Goal of the exercise:
Show every line of the data below that contains the string "skyline".

Information given:

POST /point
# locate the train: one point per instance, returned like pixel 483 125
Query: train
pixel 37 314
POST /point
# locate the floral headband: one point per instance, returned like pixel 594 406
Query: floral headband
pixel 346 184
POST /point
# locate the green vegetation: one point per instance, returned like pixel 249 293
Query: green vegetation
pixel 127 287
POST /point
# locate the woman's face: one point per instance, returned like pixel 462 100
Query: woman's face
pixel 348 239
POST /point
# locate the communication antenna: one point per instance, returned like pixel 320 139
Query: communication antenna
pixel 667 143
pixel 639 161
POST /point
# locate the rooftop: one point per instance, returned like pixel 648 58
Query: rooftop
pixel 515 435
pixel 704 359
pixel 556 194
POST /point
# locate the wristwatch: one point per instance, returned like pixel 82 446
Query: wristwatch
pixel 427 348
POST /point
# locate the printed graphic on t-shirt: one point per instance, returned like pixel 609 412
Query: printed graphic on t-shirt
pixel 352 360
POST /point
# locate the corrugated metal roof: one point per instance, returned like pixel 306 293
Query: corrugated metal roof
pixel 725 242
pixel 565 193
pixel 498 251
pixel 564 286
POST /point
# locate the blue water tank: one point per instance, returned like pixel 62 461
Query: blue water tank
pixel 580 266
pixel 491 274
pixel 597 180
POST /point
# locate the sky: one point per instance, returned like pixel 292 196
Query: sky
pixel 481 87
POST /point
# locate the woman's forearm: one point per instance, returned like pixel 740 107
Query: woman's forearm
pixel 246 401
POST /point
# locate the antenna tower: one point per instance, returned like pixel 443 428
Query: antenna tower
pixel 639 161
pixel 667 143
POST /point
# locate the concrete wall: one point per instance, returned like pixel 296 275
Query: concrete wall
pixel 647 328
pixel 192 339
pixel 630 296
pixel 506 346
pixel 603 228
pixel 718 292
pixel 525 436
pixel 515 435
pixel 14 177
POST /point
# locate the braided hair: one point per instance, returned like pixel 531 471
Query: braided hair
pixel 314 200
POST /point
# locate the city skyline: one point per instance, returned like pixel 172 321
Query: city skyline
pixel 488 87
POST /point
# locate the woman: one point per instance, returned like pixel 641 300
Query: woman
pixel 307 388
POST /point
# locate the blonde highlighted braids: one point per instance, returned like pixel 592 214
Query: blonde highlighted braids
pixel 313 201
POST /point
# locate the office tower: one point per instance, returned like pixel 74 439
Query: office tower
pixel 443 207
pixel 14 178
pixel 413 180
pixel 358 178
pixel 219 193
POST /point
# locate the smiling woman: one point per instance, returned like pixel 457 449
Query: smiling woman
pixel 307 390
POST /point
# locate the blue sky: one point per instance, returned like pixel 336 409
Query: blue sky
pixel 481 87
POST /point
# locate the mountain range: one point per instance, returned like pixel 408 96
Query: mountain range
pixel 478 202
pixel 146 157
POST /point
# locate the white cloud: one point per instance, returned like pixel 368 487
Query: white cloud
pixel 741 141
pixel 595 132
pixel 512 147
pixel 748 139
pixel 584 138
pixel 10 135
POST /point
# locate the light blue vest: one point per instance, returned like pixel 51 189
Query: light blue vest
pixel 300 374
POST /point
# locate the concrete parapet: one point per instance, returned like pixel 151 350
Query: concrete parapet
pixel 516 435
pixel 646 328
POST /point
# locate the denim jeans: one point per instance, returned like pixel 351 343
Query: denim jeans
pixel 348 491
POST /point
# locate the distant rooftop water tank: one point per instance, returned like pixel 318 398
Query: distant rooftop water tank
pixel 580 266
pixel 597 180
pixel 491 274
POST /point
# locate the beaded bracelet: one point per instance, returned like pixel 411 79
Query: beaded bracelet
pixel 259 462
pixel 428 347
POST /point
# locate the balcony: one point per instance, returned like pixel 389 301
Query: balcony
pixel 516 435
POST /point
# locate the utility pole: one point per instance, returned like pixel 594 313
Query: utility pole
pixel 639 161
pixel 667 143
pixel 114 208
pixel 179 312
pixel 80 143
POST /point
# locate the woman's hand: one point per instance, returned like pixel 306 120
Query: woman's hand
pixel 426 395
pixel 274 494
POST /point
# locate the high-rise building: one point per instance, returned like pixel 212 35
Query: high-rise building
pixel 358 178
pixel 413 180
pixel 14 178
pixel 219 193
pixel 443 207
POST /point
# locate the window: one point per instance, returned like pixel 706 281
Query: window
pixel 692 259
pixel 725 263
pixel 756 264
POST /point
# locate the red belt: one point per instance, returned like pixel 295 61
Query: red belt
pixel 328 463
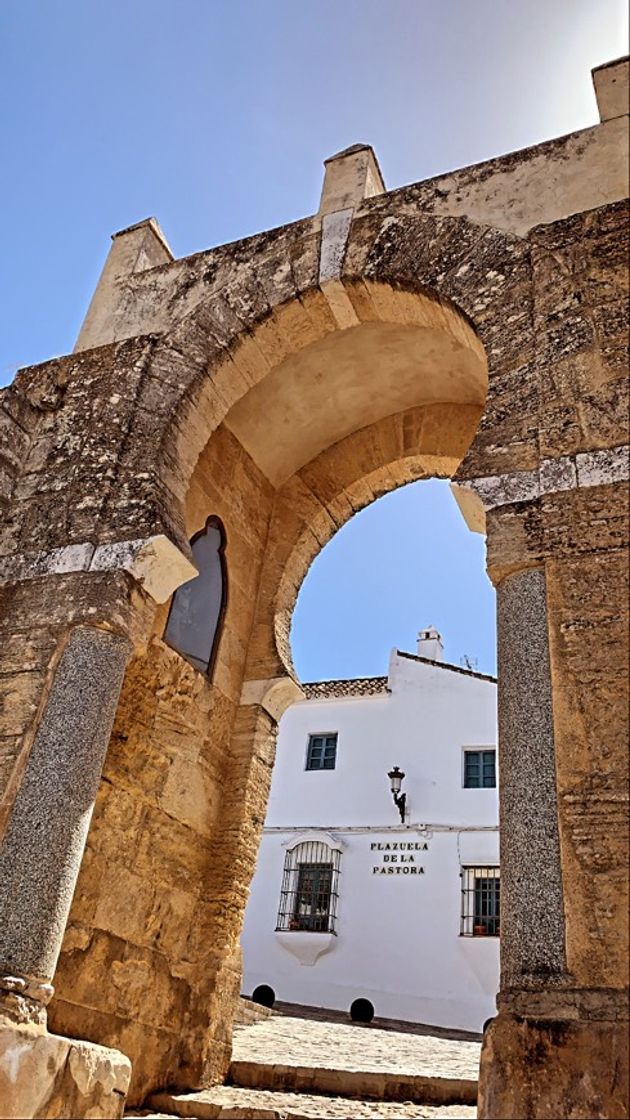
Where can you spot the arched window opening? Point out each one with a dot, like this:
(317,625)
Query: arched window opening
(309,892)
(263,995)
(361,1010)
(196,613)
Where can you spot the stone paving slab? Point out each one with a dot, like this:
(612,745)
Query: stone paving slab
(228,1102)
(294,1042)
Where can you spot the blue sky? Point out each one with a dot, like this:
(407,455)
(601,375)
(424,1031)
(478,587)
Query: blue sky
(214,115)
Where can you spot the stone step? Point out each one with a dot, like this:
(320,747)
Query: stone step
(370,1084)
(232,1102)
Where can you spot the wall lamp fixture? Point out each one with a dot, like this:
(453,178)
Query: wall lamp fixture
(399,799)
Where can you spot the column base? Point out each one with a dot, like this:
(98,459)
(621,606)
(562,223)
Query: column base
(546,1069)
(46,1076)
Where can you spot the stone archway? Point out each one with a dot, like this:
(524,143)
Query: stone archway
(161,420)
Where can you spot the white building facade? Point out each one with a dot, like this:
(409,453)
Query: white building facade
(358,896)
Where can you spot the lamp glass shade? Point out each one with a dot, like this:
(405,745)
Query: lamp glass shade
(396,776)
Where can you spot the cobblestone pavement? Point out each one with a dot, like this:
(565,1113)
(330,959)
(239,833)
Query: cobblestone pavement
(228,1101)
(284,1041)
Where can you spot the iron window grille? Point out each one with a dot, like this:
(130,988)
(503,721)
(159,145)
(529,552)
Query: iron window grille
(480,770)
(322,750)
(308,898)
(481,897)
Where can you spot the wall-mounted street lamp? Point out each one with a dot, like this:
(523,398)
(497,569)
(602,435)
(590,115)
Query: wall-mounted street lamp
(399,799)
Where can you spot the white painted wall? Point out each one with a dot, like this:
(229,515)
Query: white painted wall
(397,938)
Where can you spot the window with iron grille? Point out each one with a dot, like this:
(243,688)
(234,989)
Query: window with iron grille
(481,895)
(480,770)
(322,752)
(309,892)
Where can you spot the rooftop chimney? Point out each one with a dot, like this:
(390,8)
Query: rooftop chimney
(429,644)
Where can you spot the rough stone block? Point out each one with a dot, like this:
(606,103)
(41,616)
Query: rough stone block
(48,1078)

* * *

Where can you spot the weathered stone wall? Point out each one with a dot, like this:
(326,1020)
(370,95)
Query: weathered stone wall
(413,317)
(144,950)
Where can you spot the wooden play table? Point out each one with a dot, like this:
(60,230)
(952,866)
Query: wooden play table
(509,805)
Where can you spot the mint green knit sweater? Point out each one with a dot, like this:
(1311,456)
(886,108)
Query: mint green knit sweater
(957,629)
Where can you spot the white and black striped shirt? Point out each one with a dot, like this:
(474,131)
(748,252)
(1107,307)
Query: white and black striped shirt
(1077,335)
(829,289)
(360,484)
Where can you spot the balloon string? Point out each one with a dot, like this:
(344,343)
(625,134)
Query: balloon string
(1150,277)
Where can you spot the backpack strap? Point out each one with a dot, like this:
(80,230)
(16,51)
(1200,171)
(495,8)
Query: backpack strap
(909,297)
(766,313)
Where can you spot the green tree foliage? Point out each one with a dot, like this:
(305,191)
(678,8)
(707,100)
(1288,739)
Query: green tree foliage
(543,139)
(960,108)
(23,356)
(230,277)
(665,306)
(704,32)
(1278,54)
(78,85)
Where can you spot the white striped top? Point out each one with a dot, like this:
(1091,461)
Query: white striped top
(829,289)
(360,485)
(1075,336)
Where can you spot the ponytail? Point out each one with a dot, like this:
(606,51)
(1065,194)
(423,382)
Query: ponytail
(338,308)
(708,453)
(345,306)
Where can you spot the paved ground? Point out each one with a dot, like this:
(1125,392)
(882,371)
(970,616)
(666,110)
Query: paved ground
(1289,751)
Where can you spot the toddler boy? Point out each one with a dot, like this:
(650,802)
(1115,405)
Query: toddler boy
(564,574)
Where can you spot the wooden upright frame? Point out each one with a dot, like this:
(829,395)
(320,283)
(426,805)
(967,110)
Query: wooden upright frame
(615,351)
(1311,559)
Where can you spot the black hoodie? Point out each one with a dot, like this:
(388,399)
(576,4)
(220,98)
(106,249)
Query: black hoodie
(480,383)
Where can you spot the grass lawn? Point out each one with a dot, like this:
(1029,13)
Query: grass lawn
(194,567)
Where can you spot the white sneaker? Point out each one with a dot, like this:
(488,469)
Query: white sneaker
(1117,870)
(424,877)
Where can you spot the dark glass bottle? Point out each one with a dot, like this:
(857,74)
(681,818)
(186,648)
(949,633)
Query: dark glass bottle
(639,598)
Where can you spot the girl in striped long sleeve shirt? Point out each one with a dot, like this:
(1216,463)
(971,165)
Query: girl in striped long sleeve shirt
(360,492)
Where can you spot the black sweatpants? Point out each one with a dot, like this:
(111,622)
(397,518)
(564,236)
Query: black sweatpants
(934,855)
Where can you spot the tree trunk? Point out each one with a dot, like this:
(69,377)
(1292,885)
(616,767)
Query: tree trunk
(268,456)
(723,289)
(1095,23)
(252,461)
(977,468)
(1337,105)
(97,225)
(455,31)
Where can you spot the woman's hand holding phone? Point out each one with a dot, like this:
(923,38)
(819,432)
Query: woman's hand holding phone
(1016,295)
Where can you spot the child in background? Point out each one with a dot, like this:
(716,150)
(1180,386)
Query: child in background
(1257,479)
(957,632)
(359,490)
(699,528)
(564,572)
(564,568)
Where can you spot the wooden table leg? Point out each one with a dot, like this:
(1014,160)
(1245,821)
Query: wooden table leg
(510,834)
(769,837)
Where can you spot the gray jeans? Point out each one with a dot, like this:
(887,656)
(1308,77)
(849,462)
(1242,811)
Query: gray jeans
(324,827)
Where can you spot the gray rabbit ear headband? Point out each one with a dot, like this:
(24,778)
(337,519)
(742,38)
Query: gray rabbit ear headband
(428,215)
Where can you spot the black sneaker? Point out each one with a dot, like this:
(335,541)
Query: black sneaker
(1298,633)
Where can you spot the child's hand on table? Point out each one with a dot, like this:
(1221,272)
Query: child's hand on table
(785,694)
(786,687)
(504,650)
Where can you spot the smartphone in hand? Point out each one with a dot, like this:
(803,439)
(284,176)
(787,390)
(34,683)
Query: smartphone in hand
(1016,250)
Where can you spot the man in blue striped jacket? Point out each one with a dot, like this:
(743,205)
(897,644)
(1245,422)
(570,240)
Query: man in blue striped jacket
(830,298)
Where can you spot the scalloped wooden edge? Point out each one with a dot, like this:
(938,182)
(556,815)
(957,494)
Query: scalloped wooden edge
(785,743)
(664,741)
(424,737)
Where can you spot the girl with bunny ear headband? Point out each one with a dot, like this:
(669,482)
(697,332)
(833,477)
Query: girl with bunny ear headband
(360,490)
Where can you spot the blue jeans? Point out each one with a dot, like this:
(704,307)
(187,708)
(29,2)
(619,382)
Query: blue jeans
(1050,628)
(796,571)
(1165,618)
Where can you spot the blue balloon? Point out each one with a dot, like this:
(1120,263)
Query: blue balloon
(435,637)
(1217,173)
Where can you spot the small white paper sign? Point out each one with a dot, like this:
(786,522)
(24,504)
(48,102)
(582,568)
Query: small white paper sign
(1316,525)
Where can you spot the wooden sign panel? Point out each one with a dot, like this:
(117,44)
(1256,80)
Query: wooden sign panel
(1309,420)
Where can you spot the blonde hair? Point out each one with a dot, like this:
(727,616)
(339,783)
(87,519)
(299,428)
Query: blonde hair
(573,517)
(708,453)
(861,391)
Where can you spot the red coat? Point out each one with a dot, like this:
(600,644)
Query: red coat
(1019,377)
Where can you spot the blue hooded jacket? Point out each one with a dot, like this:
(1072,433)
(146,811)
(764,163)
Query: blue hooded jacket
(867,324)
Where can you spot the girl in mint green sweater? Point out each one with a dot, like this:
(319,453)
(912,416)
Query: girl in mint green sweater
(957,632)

* * *

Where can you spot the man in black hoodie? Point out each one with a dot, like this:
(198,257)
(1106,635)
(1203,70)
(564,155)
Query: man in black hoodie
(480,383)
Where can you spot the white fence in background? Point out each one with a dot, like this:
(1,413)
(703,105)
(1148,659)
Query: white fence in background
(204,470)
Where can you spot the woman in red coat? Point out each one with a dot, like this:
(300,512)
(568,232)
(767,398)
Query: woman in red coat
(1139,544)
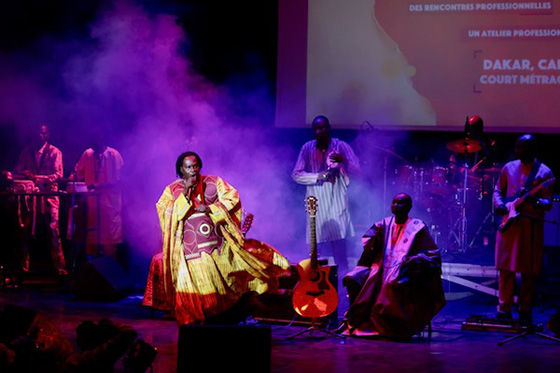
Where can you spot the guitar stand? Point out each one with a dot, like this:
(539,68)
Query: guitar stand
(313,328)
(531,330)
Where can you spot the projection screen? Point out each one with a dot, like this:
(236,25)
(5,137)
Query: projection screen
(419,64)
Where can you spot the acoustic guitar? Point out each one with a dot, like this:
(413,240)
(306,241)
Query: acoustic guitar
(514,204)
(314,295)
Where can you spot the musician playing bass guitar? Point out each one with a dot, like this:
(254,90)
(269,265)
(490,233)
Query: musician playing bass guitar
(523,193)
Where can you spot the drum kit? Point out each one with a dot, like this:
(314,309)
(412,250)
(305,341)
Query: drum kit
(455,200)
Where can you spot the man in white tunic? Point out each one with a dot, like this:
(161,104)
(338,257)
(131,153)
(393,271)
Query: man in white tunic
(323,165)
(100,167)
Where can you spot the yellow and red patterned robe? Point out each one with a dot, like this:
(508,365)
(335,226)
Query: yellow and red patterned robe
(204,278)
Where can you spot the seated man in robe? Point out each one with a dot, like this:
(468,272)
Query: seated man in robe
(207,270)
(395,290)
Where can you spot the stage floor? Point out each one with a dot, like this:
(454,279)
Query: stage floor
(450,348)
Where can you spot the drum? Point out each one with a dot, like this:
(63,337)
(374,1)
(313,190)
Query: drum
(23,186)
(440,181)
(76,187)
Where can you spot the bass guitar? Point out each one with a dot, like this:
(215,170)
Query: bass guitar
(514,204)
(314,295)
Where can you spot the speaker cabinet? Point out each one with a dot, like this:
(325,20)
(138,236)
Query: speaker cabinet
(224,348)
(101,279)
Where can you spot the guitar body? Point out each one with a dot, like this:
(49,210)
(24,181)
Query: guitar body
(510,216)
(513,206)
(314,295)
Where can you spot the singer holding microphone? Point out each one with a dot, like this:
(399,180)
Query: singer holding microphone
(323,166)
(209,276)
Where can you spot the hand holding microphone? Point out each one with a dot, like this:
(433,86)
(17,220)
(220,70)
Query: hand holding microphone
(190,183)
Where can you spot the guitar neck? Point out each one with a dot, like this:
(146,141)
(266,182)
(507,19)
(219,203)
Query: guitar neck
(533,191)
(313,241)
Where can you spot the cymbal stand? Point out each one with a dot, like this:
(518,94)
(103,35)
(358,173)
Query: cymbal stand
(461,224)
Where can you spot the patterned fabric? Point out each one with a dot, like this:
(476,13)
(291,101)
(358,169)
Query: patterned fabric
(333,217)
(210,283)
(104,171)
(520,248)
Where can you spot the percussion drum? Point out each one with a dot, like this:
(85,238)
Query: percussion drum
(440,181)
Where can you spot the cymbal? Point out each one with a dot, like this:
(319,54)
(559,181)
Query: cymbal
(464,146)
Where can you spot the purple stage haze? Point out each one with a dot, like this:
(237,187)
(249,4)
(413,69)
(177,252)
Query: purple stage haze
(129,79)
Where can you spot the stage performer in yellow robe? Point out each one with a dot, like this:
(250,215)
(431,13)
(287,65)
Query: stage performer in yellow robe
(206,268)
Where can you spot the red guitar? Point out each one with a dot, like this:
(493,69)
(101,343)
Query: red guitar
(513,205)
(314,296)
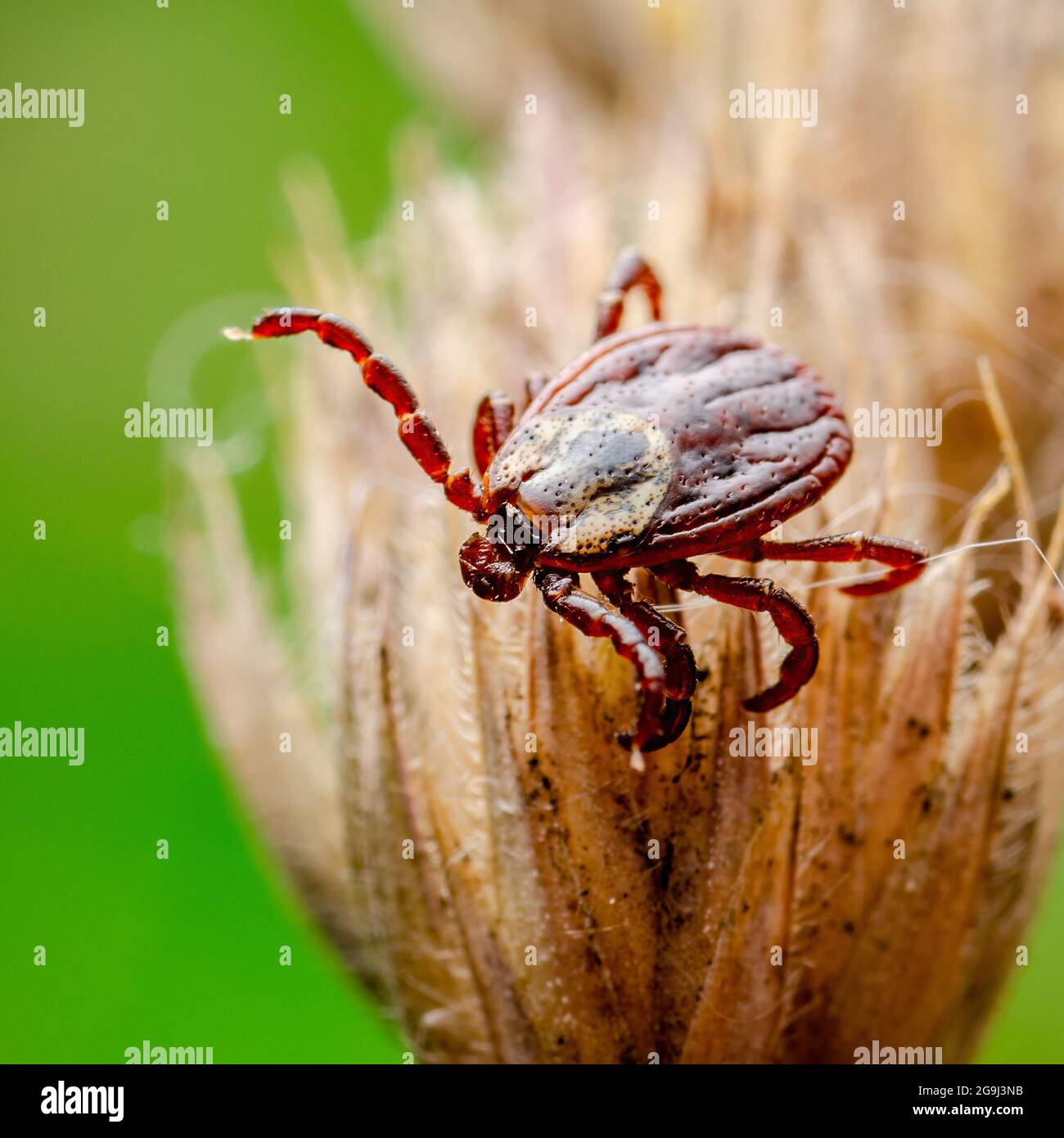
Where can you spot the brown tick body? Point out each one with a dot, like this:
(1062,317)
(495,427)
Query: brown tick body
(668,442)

Answer:
# locate the city skyline: one point per instance, returned like pixel 172 321
Query: city skyline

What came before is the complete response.